— Exercise aim —
Copy word for word the stretch of items from the line containing "Where can you see the stone archway" through the end of the items, leaving any pictures out of your answer.

— Raw records —
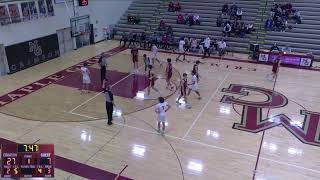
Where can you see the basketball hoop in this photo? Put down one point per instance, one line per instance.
(84, 33)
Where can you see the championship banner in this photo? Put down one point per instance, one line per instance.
(25, 11)
(42, 9)
(263, 57)
(4, 16)
(14, 13)
(306, 62)
(33, 10)
(27, 54)
(4, 69)
(50, 7)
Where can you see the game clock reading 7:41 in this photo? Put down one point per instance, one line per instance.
(27, 160)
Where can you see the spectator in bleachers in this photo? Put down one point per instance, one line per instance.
(196, 19)
(269, 24)
(233, 10)
(215, 44)
(154, 38)
(206, 46)
(297, 16)
(286, 49)
(171, 7)
(242, 29)
(134, 19)
(124, 39)
(190, 20)
(132, 38)
(162, 25)
(219, 21)
(225, 8)
(143, 40)
(194, 45)
(275, 47)
(239, 13)
(165, 41)
(227, 30)
(180, 19)
(222, 45)
(236, 28)
(280, 14)
(169, 30)
(177, 6)
(188, 44)
(249, 28)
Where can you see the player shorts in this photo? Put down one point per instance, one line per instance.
(135, 59)
(169, 75)
(86, 80)
(194, 88)
(162, 118)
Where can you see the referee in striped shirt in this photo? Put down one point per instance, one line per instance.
(109, 103)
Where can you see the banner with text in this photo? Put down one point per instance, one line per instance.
(27, 54)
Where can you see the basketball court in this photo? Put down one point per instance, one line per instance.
(244, 127)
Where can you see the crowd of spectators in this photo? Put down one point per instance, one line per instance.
(134, 19)
(167, 41)
(174, 6)
(231, 21)
(280, 14)
(190, 19)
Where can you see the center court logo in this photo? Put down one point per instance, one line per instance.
(251, 121)
(35, 48)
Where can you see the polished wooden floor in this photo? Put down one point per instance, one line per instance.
(199, 143)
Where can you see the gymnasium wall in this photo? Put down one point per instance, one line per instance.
(102, 13)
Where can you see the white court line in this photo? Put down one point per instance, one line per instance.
(205, 106)
(102, 92)
(208, 145)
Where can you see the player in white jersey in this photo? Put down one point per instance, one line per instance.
(85, 78)
(161, 108)
(182, 51)
(194, 85)
(154, 50)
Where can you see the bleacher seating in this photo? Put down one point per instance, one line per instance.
(209, 11)
(303, 37)
(146, 10)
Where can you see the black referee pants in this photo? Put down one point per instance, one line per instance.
(109, 108)
(103, 73)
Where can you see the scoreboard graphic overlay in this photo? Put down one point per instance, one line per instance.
(27, 160)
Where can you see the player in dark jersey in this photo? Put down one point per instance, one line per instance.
(169, 74)
(183, 88)
(196, 69)
(275, 69)
(152, 78)
(135, 54)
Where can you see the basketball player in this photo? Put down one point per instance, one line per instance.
(152, 79)
(196, 69)
(194, 85)
(85, 78)
(181, 50)
(145, 60)
(109, 103)
(161, 110)
(169, 74)
(183, 88)
(103, 66)
(275, 69)
(135, 54)
(154, 50)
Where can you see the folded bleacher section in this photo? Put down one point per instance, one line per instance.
(303, 37)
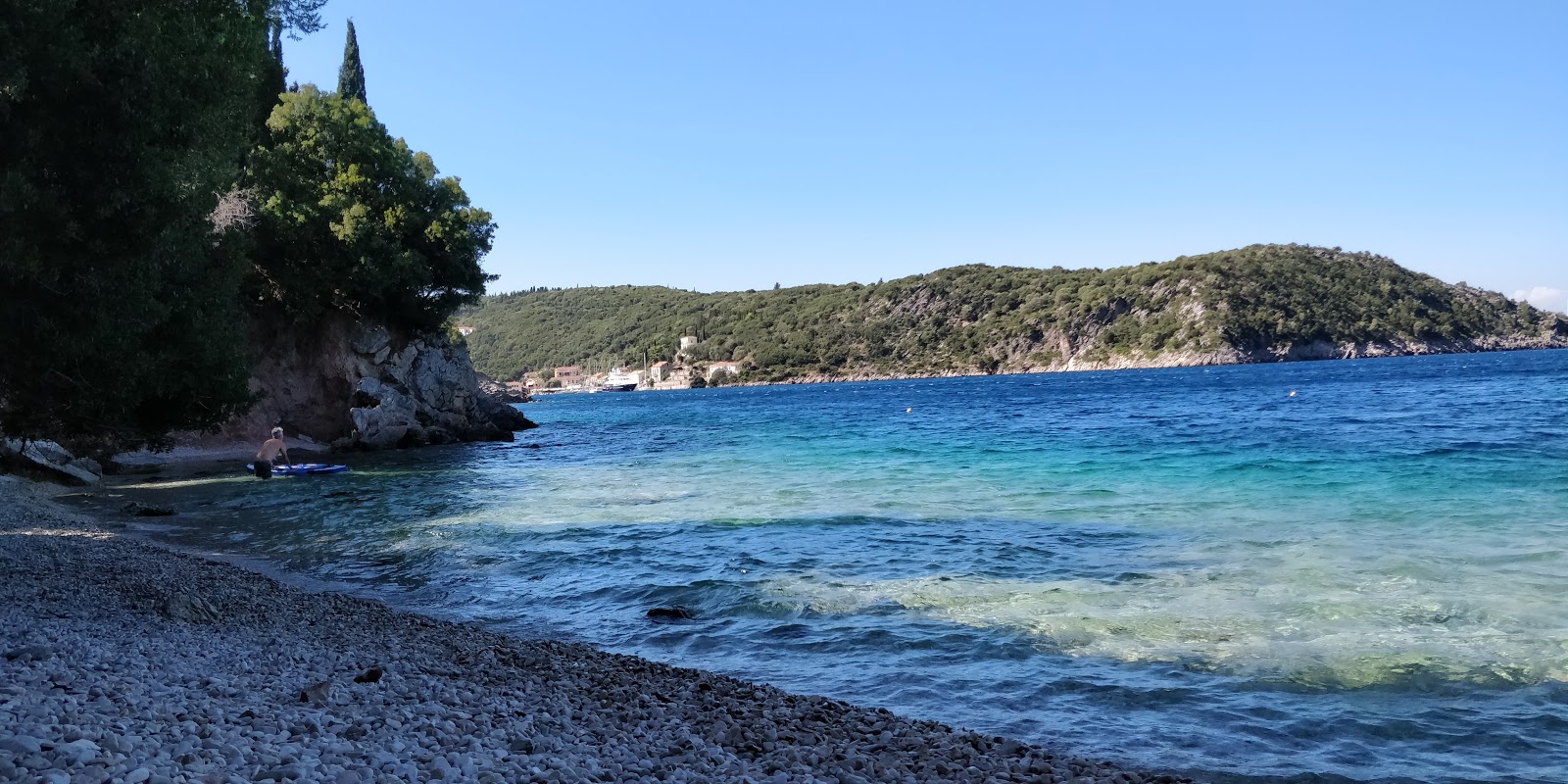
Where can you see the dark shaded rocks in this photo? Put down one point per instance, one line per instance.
(190, 609)
(31, 653)
(318, 692)
(146, 510)
(49, 460)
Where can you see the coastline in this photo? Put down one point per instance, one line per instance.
(137, 662)
(1311, 353)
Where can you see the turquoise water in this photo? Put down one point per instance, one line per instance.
(1175, 568)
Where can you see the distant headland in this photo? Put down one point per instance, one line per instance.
(1262, 303)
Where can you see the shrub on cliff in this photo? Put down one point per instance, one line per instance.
(352, 219)
(120, 125)
(980, 318)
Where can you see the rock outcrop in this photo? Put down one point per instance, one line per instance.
(368, 386)
(49, 460)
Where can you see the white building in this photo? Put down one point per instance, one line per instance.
(729, 368)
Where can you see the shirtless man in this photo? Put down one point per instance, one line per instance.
(269, 454)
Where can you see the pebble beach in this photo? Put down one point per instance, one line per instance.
(132, 662)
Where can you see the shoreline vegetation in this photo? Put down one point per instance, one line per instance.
(1262, 303)
(133, 662)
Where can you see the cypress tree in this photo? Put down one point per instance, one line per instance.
(352, 75)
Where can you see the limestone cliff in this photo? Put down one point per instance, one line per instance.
(366, 386)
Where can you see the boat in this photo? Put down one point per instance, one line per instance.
(619, 381)
(302, 469)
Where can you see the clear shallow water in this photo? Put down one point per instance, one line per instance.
(1173, 568)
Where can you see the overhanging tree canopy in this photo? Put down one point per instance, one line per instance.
(353, 220)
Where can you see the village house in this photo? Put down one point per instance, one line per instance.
(729, 368)
(569, 375)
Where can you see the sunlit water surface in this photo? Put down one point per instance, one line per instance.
(1186, 569)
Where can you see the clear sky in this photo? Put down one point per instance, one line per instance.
(734, 145)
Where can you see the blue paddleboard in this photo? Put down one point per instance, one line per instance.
(302, 469)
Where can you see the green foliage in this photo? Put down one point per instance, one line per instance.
(353, 220)
(980, 318)
(122, 122)
(352, 74)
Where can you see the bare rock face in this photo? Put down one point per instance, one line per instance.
(368, 386)
(51, 460)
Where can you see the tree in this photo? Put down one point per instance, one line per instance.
(352, 220)
(122, 122)
(352, 74)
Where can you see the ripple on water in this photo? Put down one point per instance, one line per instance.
(1175, 568)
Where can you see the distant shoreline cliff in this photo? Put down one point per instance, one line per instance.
(1264, 303)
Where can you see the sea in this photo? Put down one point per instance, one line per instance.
(1309, 571)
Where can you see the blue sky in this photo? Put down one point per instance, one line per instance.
(734, 145)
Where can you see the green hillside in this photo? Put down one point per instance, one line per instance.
(1249, 305)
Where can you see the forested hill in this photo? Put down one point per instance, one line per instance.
(1251, 305)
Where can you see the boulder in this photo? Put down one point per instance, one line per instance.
(190, 609)
(370, 341)
(52, 460)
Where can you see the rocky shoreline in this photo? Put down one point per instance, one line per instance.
(1301, 353)
(132, 662)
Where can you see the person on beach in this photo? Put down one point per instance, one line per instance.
(269, 454)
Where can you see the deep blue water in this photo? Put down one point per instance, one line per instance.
(1183, 568)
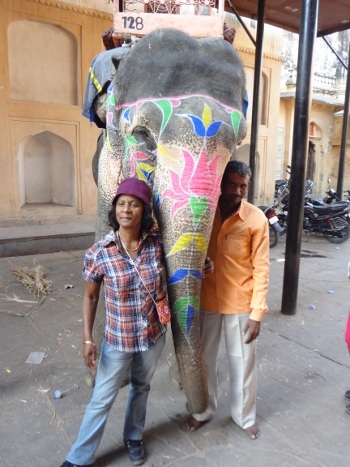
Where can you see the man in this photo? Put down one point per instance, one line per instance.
(235, 295)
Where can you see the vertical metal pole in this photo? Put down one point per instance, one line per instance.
(255, 111)
(344, 135)
(307, 36)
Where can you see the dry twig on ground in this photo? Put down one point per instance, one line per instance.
(33, 280)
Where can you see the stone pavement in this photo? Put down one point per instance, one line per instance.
(303, 373)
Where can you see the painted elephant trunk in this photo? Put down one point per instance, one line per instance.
(174, 118)
(188, 211)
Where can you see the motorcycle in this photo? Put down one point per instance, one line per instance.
(330, 220)
(274, 227)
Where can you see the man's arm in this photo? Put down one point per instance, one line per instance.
(90, 301)
(260, 262)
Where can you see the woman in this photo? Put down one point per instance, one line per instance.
(127, 260)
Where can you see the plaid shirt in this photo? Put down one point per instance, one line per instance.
(131, 317)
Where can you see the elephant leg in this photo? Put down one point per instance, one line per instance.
(192, 370)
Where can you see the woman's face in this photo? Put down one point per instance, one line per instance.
(128, 211)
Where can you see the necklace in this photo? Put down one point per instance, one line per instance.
(124, 246)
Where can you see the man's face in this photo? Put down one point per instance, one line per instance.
(235, 188)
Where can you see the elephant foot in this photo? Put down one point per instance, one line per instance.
(253, 432)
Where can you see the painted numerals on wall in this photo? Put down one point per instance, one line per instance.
(131, 22)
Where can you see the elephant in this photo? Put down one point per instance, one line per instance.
(174, 117)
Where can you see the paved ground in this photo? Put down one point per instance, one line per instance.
(303, 375)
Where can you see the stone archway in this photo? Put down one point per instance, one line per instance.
(46, 170)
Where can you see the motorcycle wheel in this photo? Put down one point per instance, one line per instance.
(344, 227)
(274, 236)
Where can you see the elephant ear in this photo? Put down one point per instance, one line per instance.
(118, 56)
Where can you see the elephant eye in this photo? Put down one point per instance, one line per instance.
(144, 137)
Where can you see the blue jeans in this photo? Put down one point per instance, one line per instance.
(113, 367)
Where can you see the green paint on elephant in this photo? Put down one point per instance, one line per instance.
(167, 110)
(130, 141)
(235, 121)
(198, 208)
(185, 309)
(188, 239)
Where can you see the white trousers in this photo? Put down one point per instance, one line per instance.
(241, 362)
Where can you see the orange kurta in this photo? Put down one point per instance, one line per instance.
(239, 248)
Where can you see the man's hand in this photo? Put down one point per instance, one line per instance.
(89, 355)
(254, 330)
(208, 267)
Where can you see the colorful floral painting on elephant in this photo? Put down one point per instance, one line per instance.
(174, 117)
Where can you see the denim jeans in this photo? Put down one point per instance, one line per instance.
(112, 368)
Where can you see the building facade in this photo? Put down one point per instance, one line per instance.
(46, 145)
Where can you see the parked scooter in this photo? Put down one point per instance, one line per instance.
(330, 220)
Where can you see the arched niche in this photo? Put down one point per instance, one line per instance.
(43, 61)
(46, 170)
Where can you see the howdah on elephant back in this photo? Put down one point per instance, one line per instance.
(173, 118)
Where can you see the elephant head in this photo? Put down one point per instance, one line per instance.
(174, 117)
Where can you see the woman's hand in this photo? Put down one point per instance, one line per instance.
(208, 267)
(90, 300)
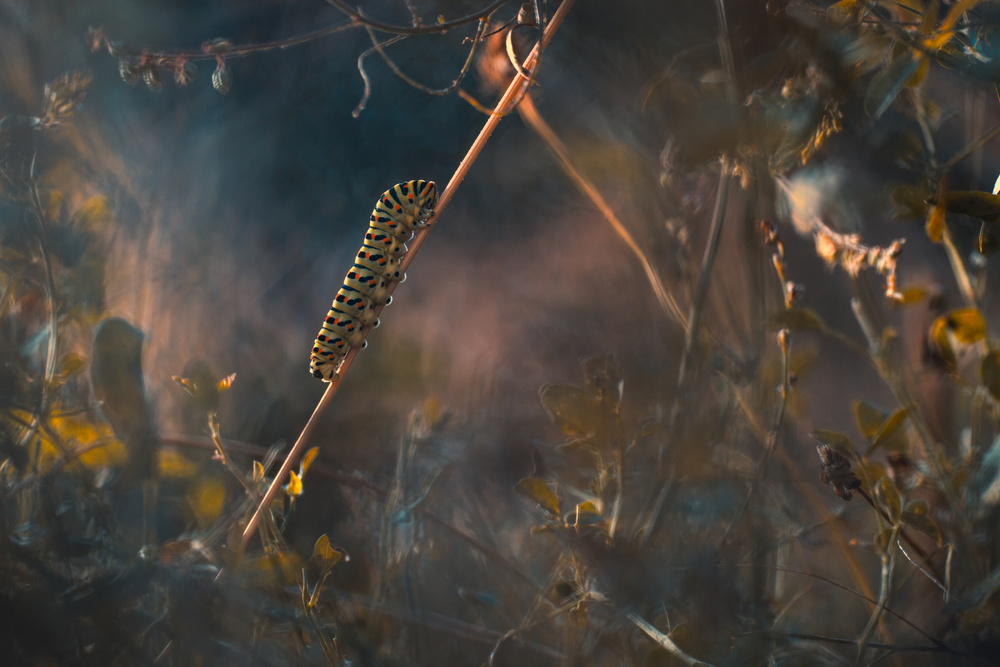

— Exercise solution —
Where can you see the stone archway in this photo? Put down one point per instance, one line per instance.
(46, 170)
Where can you see the motorcycle wheel in this photo? Put down one point per instance, one line per instance.
(344, 227)
(274, 236)
Where can you see the elephant ear in this photo? Put down one point per instance, one line per instance.
(118, 56)
Where can you see the elephant eye in this photo? Put down one point per instance, one line per instance.
(144, 137)
Where can you see the blue jeans in this photo? Put down one point per instance, one line per instance.
(113, 367)
Where can you see the green paint on elephant in this photo? Put down one point per instance, one line per instance.
(167, 110)
(130, 141)
(235, 121)
(198, 208)
(185, 309)
(188, 239)
Where can you see the white trousers in this photo? Put down one point per instance, one line per instance.
(241, 362)
Where can you see the orange kurta in this photo? Put down one point per instance, one line per instance.
(239, 248)
Where can you see the man's hand in this photo? Put down one point per instance, one line per instance.
(89, 355)
(254, 330)
(208, 267)
Where can you see the colorful floral painting on elephant in this photo? Put down one point per instance, one line per instance.
(174, 117)
Where can you see the denim jeans in this photo? Put down one point per instance, one line per instance.
(112, 368)
Where can you see the building facade in this photo? Put down one point per instance, one line per instance.
(46, 145)
Where can you see the parked scooter in this photo? Put down one point per instance, one line per instance.
(330, 220)
Where can you see the arched niche in this photo? Put down one point per instance, one line per instance.
(43, 61)
(46, 170)
Where can you see the howdah on elephant back in this photo? Put down one point per instance, one line per instance.
(173, 118)
Where can you see the elephant head in this photo? Put down one point per instance, one line per instance.
(174, 117)
Where can you see the woman's hand in this photo? Put down one point per instance, one line per instance.
(208, 267)
(90, 300)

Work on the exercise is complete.